===== Recorded data =====

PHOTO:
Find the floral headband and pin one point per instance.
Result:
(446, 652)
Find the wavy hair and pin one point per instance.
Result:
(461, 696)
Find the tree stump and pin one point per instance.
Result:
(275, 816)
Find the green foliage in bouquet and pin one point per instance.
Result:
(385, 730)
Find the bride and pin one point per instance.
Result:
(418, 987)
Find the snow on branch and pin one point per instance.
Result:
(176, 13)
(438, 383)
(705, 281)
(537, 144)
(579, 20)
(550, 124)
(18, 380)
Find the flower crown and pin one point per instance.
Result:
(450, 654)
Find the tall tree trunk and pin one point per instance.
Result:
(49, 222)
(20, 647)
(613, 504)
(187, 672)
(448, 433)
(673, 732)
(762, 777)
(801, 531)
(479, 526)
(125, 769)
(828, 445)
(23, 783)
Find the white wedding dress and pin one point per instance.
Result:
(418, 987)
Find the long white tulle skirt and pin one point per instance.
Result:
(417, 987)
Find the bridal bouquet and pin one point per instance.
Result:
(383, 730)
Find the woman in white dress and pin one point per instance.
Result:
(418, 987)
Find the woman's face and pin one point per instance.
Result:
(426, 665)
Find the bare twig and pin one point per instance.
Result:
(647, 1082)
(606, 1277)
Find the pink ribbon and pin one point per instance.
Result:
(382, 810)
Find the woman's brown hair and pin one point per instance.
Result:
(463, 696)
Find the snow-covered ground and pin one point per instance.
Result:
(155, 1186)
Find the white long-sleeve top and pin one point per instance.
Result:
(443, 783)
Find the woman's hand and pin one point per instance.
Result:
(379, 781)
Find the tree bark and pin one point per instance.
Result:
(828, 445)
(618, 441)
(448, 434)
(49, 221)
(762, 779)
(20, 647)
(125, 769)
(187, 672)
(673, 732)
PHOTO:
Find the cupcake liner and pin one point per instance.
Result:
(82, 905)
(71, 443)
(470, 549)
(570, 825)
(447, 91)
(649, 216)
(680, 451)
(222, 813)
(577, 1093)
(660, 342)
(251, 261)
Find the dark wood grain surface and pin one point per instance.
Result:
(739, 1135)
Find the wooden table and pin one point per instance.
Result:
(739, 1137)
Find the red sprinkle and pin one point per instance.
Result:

=====

Exercise prompt -
Reproduce each record exactly, leaving nothing out.

Correct answer -
PHOTO:
Find the floral headband and pin one point per instance.
Result:
(446, 652)
Find the wavy hair and pin one point per instance.
Result:
(461, 696)
Find the tree stump and pin one point per instance.
Result:
(275, 816)
Find the green foliage in bouquet and pin one point per instance.
Result:
(385, 730)
Find the bride and pin one point per instance.
Result:
(418, 987)
Find the snow on branch and pin one point per instance.
Result:
(176, 13)
(438, 383)
(705, 281)
(537, 144)
(579, 20)
(550, 124)
(18, 380)
Find the flower crown and pin one point per instance.
Result:
(450, 654)
Find the tall tree trunk and pin one point per instance.
Result:
(49, 222)
(20, 647)
(613, 504)
(187, 672)
(448, 433)
(673, 732)
(762, 777)
(801, 531)
(479, 526)
(125, 769)
(828, 445)
(23, 783)
Find the white wedding dress and pin one point per instance.
Result:
(418, 987)
Find the long white tulle skirt and pin one point per instance.
Result:
(417, 987)
Find the bridal bouquet and pin one point per instance.
Result:
(383, 730)
Find the woman in white dress and pin one point per instance.
Result:
(418, 987)
Find the woman's face and pin one point per instance.
Result:
(426, 665)
Find the bare twig and pin one point per instance.
Result:
(647, 1082)
(606, 1277)
Find the pink ribbon and pin one point per instance.
Result:
(382, 810)
Find the woman's brown hair and pin one point per instance.
Result:
(463, 696)
Find the snow-covered ground and pin one point per instance.
Result:
(155, 1186)
Find the white long-sleeve top and pin one point per instance.
Result:
(443, 783)
Find the woman's hand and pin one point per instance.
Result:
(379, 781)
Find the tree bark and pin one point per instance.
Result:
(828, 445)
(618, 441)
(448, 434)
(49, 221)
(762, 779)
(20, 647)
(125, 769)
(187, 672)
(673, 732)
PHOTO:
Find the cupcake liner and pin one point per instance.
Result:
(82, 905)
(71, 443)
(470, 549)
(570, 825)
(447, 91)
(649, 216)
(680, 451)
(222, 813)
(577, 1093)
(660, 342)
(251, 261)
Find the dark wood grain surface and pin one point per instance.
Result:
(739, 1135)
Find the wooden table and pin one point per instance.
Result:
(739, 1137)
Find the red sprinkle and pin one point per instance.
Result:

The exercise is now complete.